Exercise objective –
Filter by the string "headlight": return the lines of the material that contain it.

+++ Available data +++

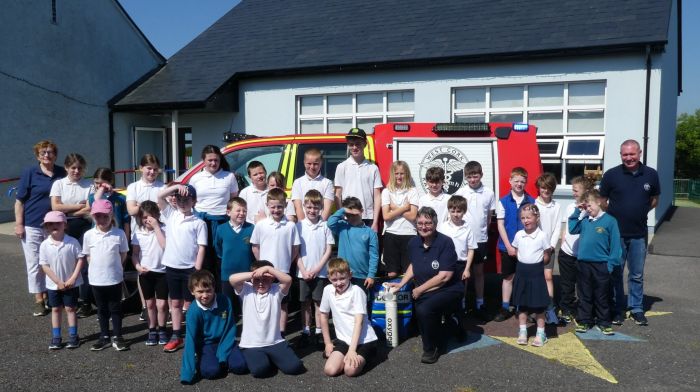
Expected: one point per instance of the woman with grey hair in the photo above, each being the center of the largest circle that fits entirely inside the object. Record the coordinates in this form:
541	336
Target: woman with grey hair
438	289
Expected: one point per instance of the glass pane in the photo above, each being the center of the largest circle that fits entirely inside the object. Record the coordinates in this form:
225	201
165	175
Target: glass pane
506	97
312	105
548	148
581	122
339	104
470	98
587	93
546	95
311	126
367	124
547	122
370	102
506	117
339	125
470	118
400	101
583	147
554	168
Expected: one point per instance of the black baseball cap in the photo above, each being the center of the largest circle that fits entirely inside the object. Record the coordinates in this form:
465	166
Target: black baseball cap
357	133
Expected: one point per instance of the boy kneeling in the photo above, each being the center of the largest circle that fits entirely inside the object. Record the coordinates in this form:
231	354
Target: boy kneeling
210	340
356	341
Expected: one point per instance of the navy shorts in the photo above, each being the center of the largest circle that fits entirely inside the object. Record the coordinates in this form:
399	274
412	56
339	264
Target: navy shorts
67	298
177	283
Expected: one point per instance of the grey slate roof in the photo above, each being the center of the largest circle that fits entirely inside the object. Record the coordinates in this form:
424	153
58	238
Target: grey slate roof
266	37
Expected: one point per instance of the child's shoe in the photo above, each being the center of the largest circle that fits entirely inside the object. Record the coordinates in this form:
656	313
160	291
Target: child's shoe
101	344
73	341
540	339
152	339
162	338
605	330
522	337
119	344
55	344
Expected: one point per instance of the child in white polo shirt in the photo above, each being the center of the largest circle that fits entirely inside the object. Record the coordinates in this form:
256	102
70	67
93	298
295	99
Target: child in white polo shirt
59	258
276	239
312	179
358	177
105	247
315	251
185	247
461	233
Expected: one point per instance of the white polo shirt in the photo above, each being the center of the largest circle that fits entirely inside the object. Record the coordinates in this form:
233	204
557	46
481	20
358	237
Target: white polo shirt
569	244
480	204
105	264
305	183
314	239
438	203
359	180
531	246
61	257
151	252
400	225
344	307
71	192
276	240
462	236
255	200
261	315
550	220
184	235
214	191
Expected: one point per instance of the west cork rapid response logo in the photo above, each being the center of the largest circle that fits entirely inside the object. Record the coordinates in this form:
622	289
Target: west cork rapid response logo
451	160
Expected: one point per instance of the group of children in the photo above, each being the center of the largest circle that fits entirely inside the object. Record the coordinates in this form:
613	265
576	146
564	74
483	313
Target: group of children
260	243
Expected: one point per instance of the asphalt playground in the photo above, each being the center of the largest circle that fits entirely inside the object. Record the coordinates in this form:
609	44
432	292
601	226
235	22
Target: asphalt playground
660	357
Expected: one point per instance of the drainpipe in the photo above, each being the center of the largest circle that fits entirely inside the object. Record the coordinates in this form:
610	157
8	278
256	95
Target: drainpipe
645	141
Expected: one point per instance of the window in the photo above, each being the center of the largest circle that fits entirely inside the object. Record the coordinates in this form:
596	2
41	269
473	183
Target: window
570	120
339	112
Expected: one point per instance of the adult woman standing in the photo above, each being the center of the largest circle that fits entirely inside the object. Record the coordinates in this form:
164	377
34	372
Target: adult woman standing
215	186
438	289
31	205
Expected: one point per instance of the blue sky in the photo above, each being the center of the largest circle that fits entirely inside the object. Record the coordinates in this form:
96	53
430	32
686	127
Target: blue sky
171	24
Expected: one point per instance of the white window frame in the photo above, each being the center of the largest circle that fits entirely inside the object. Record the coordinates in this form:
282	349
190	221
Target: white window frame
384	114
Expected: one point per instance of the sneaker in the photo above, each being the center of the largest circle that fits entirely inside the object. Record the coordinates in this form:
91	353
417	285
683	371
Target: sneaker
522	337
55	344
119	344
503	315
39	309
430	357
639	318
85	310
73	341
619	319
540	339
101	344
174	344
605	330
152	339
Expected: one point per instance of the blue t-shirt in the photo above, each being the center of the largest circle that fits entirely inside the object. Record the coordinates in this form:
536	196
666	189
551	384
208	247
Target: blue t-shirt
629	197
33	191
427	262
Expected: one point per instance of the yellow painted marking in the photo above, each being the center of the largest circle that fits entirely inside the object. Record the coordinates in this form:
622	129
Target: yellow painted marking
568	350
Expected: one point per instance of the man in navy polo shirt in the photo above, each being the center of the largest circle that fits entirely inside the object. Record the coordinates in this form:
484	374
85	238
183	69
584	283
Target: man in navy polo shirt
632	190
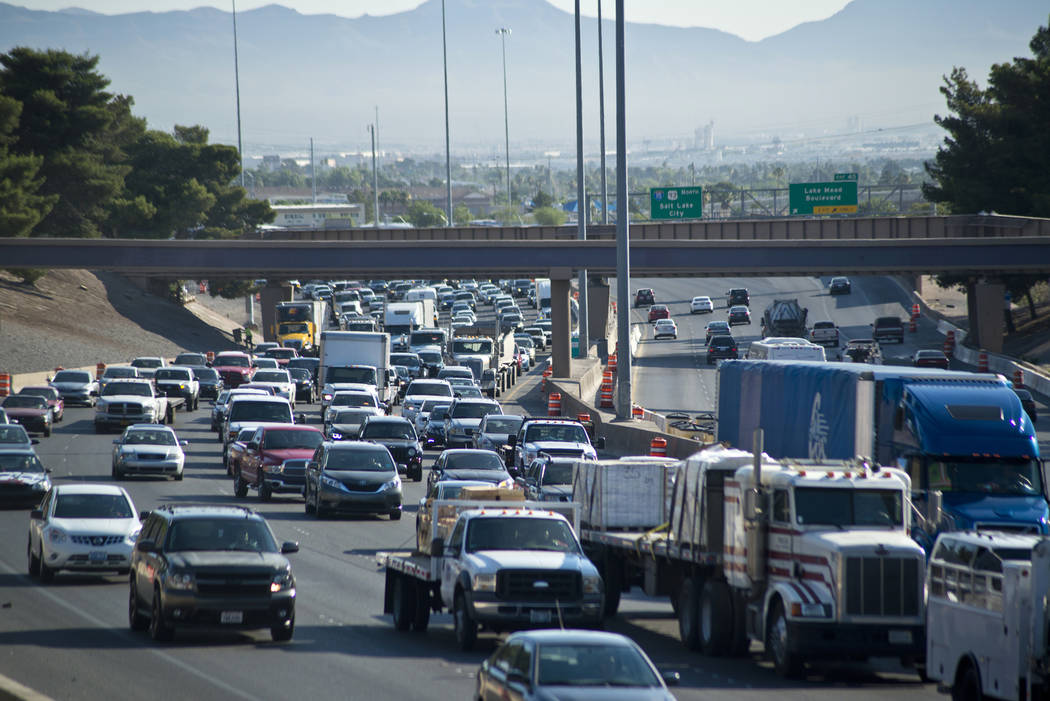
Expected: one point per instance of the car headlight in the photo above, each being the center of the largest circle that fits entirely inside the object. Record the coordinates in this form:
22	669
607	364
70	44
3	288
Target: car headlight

+++
+++ Available data +++

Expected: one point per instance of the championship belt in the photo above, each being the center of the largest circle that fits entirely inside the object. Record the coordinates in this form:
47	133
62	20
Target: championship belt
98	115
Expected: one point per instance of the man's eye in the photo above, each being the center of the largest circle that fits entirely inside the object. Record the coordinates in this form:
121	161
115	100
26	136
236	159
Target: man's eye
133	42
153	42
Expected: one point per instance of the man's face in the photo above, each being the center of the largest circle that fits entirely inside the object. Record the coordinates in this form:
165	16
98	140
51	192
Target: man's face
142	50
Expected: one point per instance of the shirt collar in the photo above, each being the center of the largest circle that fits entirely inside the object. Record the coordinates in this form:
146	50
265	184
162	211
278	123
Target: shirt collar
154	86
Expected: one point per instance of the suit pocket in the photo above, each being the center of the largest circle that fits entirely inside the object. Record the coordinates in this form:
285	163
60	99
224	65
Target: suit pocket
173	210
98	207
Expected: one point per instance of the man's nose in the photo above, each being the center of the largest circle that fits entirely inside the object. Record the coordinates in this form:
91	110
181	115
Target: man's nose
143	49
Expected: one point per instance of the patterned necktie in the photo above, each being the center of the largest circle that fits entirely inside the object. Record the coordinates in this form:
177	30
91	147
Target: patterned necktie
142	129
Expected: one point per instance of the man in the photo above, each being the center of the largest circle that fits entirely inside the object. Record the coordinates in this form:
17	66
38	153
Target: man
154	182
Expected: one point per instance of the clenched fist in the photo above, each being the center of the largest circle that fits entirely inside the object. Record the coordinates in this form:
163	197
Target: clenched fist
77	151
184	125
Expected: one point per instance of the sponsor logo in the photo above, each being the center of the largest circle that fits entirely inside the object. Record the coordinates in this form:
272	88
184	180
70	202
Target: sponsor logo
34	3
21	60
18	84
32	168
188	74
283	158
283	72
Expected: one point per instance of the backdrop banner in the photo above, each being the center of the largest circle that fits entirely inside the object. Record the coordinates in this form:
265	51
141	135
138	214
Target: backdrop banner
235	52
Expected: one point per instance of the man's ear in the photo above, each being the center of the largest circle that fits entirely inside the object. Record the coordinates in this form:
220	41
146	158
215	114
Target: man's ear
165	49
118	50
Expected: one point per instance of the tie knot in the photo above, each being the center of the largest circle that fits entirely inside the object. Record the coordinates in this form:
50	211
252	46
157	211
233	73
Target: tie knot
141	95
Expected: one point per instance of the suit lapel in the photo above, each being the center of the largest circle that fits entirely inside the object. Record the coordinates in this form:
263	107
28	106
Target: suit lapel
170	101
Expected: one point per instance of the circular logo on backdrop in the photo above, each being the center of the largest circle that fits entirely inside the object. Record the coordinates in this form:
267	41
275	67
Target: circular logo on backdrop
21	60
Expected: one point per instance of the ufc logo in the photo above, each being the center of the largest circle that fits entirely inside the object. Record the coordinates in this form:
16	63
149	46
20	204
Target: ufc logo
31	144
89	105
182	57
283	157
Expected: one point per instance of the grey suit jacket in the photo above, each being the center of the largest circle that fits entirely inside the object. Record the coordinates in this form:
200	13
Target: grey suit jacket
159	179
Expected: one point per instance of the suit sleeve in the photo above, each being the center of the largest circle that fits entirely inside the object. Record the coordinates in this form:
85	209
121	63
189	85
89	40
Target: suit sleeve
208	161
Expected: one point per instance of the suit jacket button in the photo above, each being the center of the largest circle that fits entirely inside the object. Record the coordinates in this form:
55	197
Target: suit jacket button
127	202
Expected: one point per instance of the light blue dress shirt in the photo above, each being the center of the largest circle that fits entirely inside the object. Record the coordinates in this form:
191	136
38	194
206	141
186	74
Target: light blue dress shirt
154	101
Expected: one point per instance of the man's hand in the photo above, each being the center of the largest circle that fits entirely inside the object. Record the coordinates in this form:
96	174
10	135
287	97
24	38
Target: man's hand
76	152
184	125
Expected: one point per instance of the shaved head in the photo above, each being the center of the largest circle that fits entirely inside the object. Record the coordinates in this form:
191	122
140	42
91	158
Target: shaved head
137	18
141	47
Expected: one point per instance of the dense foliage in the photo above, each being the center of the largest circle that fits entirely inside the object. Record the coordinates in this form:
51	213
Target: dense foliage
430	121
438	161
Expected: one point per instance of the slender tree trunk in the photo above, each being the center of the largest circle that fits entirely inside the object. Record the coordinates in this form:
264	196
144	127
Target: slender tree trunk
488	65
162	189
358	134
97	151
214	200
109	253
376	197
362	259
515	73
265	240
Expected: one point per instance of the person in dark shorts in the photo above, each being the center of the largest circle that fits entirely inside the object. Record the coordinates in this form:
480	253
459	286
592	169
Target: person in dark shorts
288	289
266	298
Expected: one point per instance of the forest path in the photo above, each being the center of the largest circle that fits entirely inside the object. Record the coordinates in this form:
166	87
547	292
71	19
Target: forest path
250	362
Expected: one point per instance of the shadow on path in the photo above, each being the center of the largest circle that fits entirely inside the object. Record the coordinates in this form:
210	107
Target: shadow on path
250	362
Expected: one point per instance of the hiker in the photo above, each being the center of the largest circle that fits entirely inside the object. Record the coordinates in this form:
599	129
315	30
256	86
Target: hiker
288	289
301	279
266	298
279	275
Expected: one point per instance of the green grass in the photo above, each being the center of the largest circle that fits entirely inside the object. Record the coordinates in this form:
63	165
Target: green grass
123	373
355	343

+++

Exercise solution –
Expected: one point per instance of the car headlight in the photo above, each being the center of the largest circle that fits entirely inside the object. Record the coordinates in this form:
Target: car headlight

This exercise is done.